● GIVEN PASSAGE
Hummm...time to smash the PC, cellphone, 6D, and laptop. I'm feeling that 1800's gold rush!!
Anyway, it's pretty normal to find those on your machine, they are better conducters of electricity. Gold for example, used in processors and other stuff, is really good when it comes to lossless data transmition, I believe that the CPU on itself is the part of a computer with the largest percentage of gold inside. Eitherway, you would obliterate a 300€ CPU to get like 2€ worth of gold...and this is if you can manage to clean that gold of other metals like copper.

I have a dead PC in my office right now. Too bad it was my main computer up until last night. I'll have to console myself with my new carbon fiber Manfrotto and Markin head.

It's cool. It's worth $2 in scrap

Can't work, but $2 to pay the paperboy is encouraging.

Leif Sikorski's picture

And in reality many consumer goods get in some way to Africa because the companies and stores want to avoid the recycling costs or the companies who should do it for them want to earn some extra money. The US are probably the worst because they're exporting about 80% of their e-waste and they didn't join the Basel convention which had the intention to control the movement of it.


Recycling is just a neat way for industrialized countries to look good, but it most cases, it's not as green as advertised.

I don't agree. You can't make blanket statement about recycling in general...

I mean, recycling in most peoples mind is bring cans to the stores, but in many cases it's actually reuse that is being done. Like beer bottles getting cleaned and refilled....

Also, precious metals running out (or getting more expensive/difficult to extract) push on recyclying the ones we already used... We just need to use "greener" energy to do so. And that's another debate...

● PROBLEM DETAILS
Rewrite the portion of the discussion on computer gold and recycling that opens with the words "Can't work, but" and closes with "movement of it.", replacing "e-waste" with "electronic waste". Rely solely on the text above.

(Records from a data source)

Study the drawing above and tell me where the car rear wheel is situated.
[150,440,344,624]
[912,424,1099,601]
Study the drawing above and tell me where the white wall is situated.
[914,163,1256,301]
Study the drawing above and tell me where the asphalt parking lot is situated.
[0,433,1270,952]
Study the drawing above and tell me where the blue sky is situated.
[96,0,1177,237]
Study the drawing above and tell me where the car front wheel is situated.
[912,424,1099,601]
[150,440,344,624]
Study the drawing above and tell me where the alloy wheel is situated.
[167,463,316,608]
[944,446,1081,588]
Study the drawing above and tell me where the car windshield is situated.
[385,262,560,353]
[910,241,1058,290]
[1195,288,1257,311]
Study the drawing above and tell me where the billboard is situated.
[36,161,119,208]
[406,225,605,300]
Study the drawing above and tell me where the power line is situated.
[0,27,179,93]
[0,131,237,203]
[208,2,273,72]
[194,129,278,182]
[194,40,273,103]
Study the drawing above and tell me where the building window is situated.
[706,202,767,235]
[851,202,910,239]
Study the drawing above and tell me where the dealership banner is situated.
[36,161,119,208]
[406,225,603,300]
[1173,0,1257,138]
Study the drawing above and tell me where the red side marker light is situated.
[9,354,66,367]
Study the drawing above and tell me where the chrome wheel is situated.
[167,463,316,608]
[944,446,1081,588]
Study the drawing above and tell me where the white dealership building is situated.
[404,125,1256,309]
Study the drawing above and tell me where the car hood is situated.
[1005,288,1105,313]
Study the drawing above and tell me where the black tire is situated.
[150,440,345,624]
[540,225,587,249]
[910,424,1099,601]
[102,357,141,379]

● REPLY
Can't work, but $2 to pay the paperboy is encouraging.

Leif Sikorski's picture

And in reality many consumer goods get in some way to Africa because the companies and stores want to avoid the recycling costs or the companies who should do it for them want to earn some extra money. The US are probably the worst because they're exporting about 80% of their electronic waste and they didn't join the Basel convention which had the intention to control the movement of it.